Directions
According to the article on planning for the 2022 Inauguration Day, at what venue will the oaths of office be taken?

Planning is underway for the 2022 Inauguration Day set for Saturday, July 9 at the Tulsa Osage Casino Hotel for those elected in the June 6 General Election to take their oaths of office.
The Congressional Affairs Committee started discussing preliminary plans at its November meeting and met again Jan. 12 with Second Speaker Jodie Revard, the committee chair, announcing the venue is booked. She also added the COVID-19 pandemic situation will continue to be monitored in case a backup plan is needed for the swearing-in ceremony with a presiding ON Supreme Court Justice.
For the 2022 inauguration, six Osages – winners with the most General Election votes – will take their oaths to serve on the Eighth ON Congress, as well as the winners in the Principal Chief and Assistant Principal Chief election races. Also this year, the four Judicial Branch judges established in the Osage Constitution – Trial Court Chief Judge and the three Supreme Court Justices – will be subject to retention votes on the same ballot and those officeholders listed on the ballot will take their oaths that day to serve four-year terms like the executive and legislative officeholders.

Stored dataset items
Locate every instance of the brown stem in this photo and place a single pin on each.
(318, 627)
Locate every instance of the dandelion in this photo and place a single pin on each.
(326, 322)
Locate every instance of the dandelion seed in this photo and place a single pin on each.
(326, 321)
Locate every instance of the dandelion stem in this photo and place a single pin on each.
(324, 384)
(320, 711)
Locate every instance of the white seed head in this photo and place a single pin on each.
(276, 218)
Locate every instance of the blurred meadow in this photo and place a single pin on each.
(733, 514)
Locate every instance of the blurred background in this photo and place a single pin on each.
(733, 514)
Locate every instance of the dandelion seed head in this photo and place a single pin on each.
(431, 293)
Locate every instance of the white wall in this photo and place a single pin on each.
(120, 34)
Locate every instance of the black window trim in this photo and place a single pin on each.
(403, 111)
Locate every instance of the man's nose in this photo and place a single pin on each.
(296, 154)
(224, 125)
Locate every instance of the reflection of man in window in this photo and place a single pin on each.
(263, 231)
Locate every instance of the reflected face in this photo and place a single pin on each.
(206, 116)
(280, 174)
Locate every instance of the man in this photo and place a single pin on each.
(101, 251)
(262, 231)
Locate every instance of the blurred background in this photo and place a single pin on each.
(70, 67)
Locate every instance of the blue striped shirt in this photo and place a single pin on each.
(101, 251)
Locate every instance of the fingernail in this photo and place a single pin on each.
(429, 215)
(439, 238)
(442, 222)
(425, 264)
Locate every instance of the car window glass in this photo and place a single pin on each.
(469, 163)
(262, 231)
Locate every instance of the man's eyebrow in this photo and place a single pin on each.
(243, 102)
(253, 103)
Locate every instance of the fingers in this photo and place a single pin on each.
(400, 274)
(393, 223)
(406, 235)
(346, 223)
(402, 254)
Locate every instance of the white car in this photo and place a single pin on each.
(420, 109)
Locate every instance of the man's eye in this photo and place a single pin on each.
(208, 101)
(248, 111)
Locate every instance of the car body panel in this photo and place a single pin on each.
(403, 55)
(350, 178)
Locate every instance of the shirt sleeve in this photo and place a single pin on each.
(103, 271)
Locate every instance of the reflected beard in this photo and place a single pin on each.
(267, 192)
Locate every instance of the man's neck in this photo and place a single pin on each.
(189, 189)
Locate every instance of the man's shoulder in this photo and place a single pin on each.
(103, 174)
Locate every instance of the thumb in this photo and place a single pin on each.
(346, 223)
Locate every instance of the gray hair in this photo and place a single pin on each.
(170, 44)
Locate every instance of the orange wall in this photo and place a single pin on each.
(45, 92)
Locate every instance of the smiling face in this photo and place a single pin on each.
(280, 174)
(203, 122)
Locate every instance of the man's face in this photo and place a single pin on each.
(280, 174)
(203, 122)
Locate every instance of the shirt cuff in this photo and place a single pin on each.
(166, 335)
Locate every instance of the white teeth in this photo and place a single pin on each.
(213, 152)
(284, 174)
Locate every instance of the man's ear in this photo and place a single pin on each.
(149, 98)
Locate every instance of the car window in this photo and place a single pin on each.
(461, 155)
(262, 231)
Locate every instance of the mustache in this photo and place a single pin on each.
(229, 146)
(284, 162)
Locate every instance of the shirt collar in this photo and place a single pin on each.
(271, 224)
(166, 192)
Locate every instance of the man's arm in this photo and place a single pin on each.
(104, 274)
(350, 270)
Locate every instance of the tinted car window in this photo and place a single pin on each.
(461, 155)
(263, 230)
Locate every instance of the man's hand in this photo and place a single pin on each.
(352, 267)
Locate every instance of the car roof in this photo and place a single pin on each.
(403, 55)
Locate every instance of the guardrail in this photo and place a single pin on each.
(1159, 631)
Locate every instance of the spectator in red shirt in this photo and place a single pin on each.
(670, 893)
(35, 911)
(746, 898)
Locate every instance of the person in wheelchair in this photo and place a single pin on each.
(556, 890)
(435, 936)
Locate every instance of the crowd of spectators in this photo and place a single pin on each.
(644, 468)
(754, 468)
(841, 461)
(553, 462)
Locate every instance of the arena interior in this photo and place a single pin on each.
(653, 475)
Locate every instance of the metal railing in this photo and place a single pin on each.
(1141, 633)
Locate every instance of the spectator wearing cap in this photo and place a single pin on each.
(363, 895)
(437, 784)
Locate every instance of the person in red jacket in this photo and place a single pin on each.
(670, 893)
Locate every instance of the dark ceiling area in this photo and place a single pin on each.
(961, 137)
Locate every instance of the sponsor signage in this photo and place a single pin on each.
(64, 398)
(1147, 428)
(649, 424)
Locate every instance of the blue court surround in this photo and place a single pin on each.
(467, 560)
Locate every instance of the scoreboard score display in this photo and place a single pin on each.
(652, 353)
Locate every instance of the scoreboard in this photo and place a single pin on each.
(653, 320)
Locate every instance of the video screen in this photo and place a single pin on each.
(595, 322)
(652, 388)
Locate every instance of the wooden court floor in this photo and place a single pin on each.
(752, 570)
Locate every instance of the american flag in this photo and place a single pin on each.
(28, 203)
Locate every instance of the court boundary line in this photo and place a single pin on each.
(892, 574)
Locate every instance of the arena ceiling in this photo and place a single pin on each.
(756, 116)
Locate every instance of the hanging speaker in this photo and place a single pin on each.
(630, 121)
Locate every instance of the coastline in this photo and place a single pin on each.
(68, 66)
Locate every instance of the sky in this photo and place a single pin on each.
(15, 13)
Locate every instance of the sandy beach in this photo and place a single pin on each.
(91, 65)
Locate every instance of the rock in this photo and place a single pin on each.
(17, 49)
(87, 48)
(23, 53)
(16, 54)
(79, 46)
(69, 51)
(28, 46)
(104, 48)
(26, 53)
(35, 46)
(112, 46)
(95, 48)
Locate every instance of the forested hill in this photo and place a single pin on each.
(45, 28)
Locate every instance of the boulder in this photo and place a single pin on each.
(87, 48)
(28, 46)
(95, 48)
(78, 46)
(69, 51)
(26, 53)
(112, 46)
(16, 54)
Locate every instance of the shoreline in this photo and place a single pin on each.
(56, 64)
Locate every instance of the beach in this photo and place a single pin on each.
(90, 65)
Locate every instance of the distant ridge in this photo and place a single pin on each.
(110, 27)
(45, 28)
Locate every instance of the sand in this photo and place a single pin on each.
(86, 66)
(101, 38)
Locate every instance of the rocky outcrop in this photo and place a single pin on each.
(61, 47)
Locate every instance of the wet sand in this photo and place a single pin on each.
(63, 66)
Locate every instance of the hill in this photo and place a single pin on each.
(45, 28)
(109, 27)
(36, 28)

Task output
The Tulsa Osage Casino Hotel.